» **TAREFAS A RESOLVER**
1 > Reescreva o trecho do texto sobre composição musical entre "Nos últimos dias ando" e "meus objetivos musicais.", inclusive, trocando "fragmentos" por "rascunhos".
2 > Diga se cada afirmação concorda com o texto sobre composição musical, respondendo sim ou não e citando as palavras do texto que decidem: (a) Quem escreve começou a tocar guitarra uns 5 anos atrás. (b) Quem escreve costuma guardar tudo o que compõe. (c) Os primeiros experimentos foram feitos em softwares de música.
3 > Continue o texto sobre composição musical, começando logo depois da última frase.

» **TEXTO FORNECIDO**

____________

Nos últimos dias ando bastante inspirado para compor algumas coisas. Claro que sempre criei música, mas grande parte das vezes são só fragmentos, ou quando estou improvisando, crio algo que soa interessante mas depois se perde. Quase toda a música que eu criei sozinho até este ponto, não esta mais entre nós. Tenho o hábito de deletar tudo depois de um tempo, pelo simples fato que não consigo ouvir mais, ou que os esboços não compreendem aos meus padrões atuais. Talvez eu seja muito crítico, ou seja chato mesmo, mas o fato de que a música que eu tenho criado nos últimos dias tem me animado muito, pode revelar que eu esteja chegando próximo (ou não) de meus objetivos musicais.

A primeira composição por assim dizer, seria uma peça de música concreta que já estou trabalhando a alguns dias. Este é um estilo de música que sempre me fascinou, e é sempre um prazer criar algo que envolva a manipulação de sons. Desde que comecei a tocar guitarra uns 5 anos atrás, mexer com aparelhos de sons e gravadores era um dos meus interesses principais como músico. Os primeiros experimentos foram em fitas K7 mesmo, por que ainda eu não tinha um grande conhecimento de softwares de música e toda a bagagem necessária para poder usa-los. Já fazia algum tempo que eu não criava nada nessa área, mas depois de ouvir algumas coisas do Luc Ferrari, senti a necessidade de bolar algo.

____________

» **MATERIAL APRESENTADO**
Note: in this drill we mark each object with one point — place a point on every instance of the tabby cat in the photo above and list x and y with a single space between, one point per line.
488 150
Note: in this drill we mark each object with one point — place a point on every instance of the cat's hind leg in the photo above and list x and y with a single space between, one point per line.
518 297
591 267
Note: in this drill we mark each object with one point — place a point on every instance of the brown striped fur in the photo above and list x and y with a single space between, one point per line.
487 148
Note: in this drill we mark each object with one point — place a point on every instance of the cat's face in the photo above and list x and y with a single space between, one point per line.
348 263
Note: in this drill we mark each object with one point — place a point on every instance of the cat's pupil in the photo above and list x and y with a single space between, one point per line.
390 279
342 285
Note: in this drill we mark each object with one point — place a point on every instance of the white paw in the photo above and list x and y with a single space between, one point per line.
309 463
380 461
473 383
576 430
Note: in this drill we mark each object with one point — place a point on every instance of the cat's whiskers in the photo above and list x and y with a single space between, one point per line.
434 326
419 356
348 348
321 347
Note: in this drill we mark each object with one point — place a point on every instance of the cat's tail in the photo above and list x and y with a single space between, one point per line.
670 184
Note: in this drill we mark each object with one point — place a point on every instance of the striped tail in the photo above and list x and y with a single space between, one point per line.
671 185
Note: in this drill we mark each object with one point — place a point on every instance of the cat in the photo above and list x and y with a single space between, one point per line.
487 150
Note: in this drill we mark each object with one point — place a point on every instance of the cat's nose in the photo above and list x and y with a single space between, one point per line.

____________

» **RESPOSTAS POR TAREFA**
1 >
Nos últimos dias ando bastante inspirado para compor algumas coisas. Claro que sempre criei música, mas grande parte das vezes são só rascunhos, ou quando estou improvisando, crio algo que soa interessante mas depois se perde. Quase toda a música que eu criei sozinho até este ponto, não esta mais entre nós. Tenho o hábito de deletar tudo depois de um tempo, pelo simples fato que não consigo ouvir mais, ou que os esboços não compreendem aos meus padrões atuais. Talvez eu seja muito crítico, ou seja chato mesmo, mas o fato de que a música que eu tenho criado nos últimos dias tem me animado muito, pode revelar que eu esteja chegando próximo (ou não) de meus objetivos musicais.

2 >
(a) Sim: "Desde que comecei a tocar guitarra uns 5 anos atrás".
(b) Não: "Tenho o hábito de deletar tudo depois de um tempo".
(c) Não: "Os primeiros experimentos foram em fitas K7 mesmo".

3 >
As outras composições incluem duas peças para um violão de cordas de náilon e outra para um de 12 cordas de aço. No momento estas são minhas prioridades, visto que são meus instrumentos principais com os quais me sinto mais confortável para expressar idéias e conceitos.

Talvez eu poste estas composições aqui quando estiverem prontas, talvez em outro lugar, independente disto avisarei a todos.

terça-feira, 22 de junho de 2010

Recomendação

Uma banda que tenho ouvido muito ultimamente. Vejam os outros vídeos também.

sábado, 19 de junho de 2010

Filmes


Desde que conheci o compositor japonês Toru Takemitsu, ele aos poucos foi se tornando um dos meus favoritos. Seja pela sua música completamente orgânica, pelo descompromisso com formas clássicas ou pelas inusitadas combinações de instrumentos, todos os aspectos de sua arte me fascinam. Sabendo que ele produziu inúmeras trilhas-sonoras, recentemente fui dar uma pesquisada nestes filmes, e sem dúvida os que mais me interessaram foram a "trilogia" de Hiroshi Teshigahara.

Estes três filmes seriam, "Pitfall" (1962), "Woman in The Dunes" (1964) e "The Face of Another" (1966). Os temas de desconforto existencial e problemas psicológicos são recorrentes em todos, combinados com um pouco de surrealismo e um trabalho de câmera mais livre do que os padrões hollywoodianos, os resultados finais são de significado profundo e exigem um pouco do espectador.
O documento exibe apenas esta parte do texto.